__DOCUMENT TEXT__:
[start]

Note that on platforms where pointers to objects with arbitrary alignment may be larger than pointers to objects that are known to have int alignment, a compiler might sensibly specify that all structures have int alignment even if they only contain character members. Further, compilers for such platforms might decide to process pointers to unions in such a way as to allow a pointer to any object--even a character--to be converted into a pointer to any union containing such an object, and used to access that object within the union. This may require that pointers to union objects be the size of a byte pointer, rather than a smaller int pointer.

Note that in pre-standard compilers, if two structures contained matching members, a function that accepted a void* and converted it into one structure type would have been expected to be usable to operate on both types interchangeably. Unfortunately, the Standard allows compilers to assume that code will never do such a thing, and provides no means for programmers to indicate when two structures should be usable interchangeably.

[end]

__RECORDS SUPPLIED__:

[start]

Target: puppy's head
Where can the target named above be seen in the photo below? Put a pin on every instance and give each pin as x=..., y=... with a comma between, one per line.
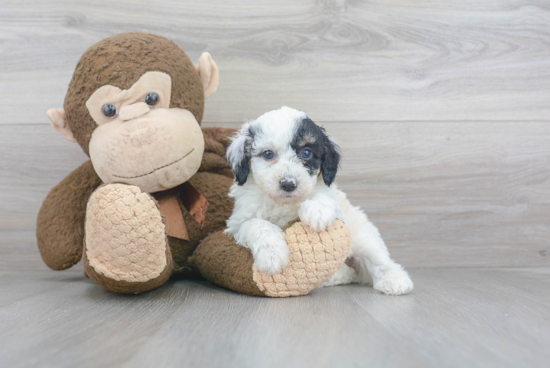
x=285, y=152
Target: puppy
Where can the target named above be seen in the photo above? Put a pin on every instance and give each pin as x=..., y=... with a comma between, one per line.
x=284, y=166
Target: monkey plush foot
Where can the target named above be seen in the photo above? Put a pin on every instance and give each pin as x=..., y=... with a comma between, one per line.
x=314, y=258
x=126, y=248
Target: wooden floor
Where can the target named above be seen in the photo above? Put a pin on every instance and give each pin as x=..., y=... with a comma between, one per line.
x=454, y=318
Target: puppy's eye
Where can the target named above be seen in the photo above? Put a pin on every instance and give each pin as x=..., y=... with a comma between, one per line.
x=268, y=155
x=109, y=110
x=151, y=99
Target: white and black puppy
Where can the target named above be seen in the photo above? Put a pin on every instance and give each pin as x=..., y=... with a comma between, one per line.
x=285, y=166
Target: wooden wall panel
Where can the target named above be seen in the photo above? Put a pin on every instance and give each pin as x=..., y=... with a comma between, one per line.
x=382, y=60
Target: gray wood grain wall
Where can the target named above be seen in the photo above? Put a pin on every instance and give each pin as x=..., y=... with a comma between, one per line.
x=442, y=108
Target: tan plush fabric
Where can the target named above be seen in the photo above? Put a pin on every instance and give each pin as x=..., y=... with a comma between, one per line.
x=125, y=234
x=314, y=258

[end]

__SET TASK__: Translate this sentence from the text on pointer alignment into Spanish: "This may require that pointers to union objects be the size of a byte pointer, rather than a smaller int pointer."

__FINISHED EXERCISE__: Esto puede requerir que los punteros a objetos de unión tengan el tamaño de un puntero a byte, en lugar del de un puntero a int más pequeño.